**YOUR OBJECTIVE:** Please retype each record exactly as it stands below.

*** INPUT Section Begins ***

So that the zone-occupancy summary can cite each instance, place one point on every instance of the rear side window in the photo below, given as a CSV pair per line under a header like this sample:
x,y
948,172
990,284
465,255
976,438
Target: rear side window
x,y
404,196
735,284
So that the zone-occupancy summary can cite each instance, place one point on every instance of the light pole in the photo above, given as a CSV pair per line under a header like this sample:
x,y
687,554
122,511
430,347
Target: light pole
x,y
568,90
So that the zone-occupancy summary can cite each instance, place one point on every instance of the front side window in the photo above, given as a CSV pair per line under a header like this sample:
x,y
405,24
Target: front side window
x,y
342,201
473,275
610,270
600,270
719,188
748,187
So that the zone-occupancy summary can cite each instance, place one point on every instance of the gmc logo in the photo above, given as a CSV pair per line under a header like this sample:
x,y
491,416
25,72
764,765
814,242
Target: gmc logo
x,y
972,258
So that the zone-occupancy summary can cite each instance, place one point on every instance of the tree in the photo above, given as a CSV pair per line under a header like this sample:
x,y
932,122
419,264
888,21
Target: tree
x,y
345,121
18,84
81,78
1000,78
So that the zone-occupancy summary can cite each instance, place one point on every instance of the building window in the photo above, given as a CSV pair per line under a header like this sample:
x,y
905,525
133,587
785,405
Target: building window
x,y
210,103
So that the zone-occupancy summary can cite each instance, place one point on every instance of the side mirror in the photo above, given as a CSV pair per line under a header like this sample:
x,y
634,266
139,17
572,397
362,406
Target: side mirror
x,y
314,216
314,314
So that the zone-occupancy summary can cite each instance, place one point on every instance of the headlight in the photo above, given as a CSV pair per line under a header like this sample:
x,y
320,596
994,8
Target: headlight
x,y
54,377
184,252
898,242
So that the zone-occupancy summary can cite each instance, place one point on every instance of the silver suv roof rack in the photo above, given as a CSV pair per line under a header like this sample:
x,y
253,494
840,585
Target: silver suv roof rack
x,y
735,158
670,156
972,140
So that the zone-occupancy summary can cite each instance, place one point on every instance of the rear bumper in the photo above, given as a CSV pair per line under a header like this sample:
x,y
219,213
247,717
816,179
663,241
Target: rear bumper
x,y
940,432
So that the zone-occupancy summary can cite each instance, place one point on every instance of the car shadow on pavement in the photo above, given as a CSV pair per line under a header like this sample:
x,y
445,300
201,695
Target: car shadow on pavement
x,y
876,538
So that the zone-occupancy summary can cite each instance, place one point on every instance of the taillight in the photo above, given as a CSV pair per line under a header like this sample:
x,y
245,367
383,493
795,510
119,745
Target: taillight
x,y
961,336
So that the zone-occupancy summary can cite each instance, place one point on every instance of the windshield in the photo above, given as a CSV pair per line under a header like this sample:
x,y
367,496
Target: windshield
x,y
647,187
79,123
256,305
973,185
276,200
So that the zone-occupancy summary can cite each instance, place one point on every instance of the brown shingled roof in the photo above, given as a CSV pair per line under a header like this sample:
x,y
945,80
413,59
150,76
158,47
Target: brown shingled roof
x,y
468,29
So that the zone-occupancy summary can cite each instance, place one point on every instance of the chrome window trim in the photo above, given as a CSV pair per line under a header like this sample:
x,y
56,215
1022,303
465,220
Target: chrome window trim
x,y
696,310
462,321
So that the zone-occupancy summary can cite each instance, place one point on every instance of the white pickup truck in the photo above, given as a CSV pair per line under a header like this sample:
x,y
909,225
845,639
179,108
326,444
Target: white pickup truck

*** INPUT Section Ends ***

**RESPONSE:**
So that the zone-occupancy summary can cite each instance, place one point on every instance of the rear side window in the photo below, given as a CSV pair per line under a header like this sample:
x,y
948,172
990,284
465,255
976,438
Target: rear side window
x,y
404,196
735,284
So that the zone-occupancy summary can cite each instance, place one point on every instance of the light pole in the photo above, given as a CSV pair per line under a header like this sample:
x,y
687,554
122,511
430,347
Target: light pole
x,y
568,90
So that the zone-occupancy summary can cite each instance, place one point on every instance of the front side window in the photo above, given as a CSV pair per line under a header like this sample:
x,y
405,24
Target: front side window
x,y
342,201
473,275
610,270
600,270
719,188
748,187
So that the zone-occupancy summary can cite each instance, place one point on every instance of the gmc logo in the photo above, given as a CSV pair per line under a header like this sample:
x,y
491,416
25,72
764,765
814,242
Target: gmc logo
x,y
972,258
So that the zone-occupancy summary can cite each instance, place one point on every instance of the tree in the photo above, given as a CSV pair per line under a header like this sample:
x,y
932,122
419,264
888,21
Target: tree
x,y
345,121
18,84
81,78
1000,78
So that the zone-occupancy summary can cite each instance, place one point on every instance of the building window in the photo above, given as a CSV pair per line under a header like this sample:
x,y
905,525
133,587
785,405
Target: building window
x,y
210,103
So that the zone-occupancy summary can cite each instance, place one point on every instance of the side mirror in the photo above, given as a CSV pair per line under a header like this sample:
x,y
634,266
139,17
572,397
362,406
Target: side mirror
x,y
314,216
314,314
So that the zone-occupancy summary can cite each instance, place one point on every instance of the headlight in the photo above, given as a CSV pair per line under a header like this sample:
x,y
320,596
994,8
Target: headlight
x,y
54,377
184,252
898,242
So that the zone-occupancy summary can cite each instance, place one point on every instance of the silver suv roof rack in the photo above, given as a CSV pair per line under a header like this sample:
x,y
253,494
840,585
Target: silver suv roof rack
x,y
735,158
670,156
972,140
So that the zone-occupancy summary can cite each instance, place one point on every instance of the rear bumper in the photo above, given as a CSV pair per line under a header like this sample:
x,y
219,213
247,717
816,179
663,241
Target: rear bumper
x,y
940,432
So that the zone-occupancy summary can cite each instance, place one point on every instance of the car shadow on pavement in the photo above, given as a CSV pair per line under a header like this sample:
x,y
445,300
201,695
Target: car shadow on pavement
x,y
876,538
So that the zone-occupancy summary can cite each instance, place one point on every instance of the taillight in the photo above, given as a CSV pair per line under a header like this sample:
x,y
245,367
383,493
795,510
119,745
Target: taillight
x,y
961,336
So that the zone-occupancy summary can cite each instance, place one point on every instance of the windshield in the photo above, given as a CSV pair per line under a header like this sample:
x,y
367,496
Target: windshield
x,y
647,187
79,123
256,305
973,185
276,200
So that the zone-occupancy summary can cite each instance, place one point on every instance of the brown shingled roof in the photo above, given as a CSV pair per line under a header like this sample:
x,y
945,80
413,59
150,76
158,47
Target: brown shingled roof
x,y
468,29
So that the zone-occupancy summary can cite each instance, place one point on every instance of the chrome window trim in the photo above, given as a CSV pair per line under a header like this sample:
x,y
56,215
1022,303
465,220
Target: chrome window trim
x,y
696,310
462,321
So that the zone-occupancy summary can cite each instance, place one point on every instance of the white pickup truck in the photo above, given as a CSV pair per line under a header like this sample:
x,y
909,225
845,639
179,108
326,444
Target: white pickup truck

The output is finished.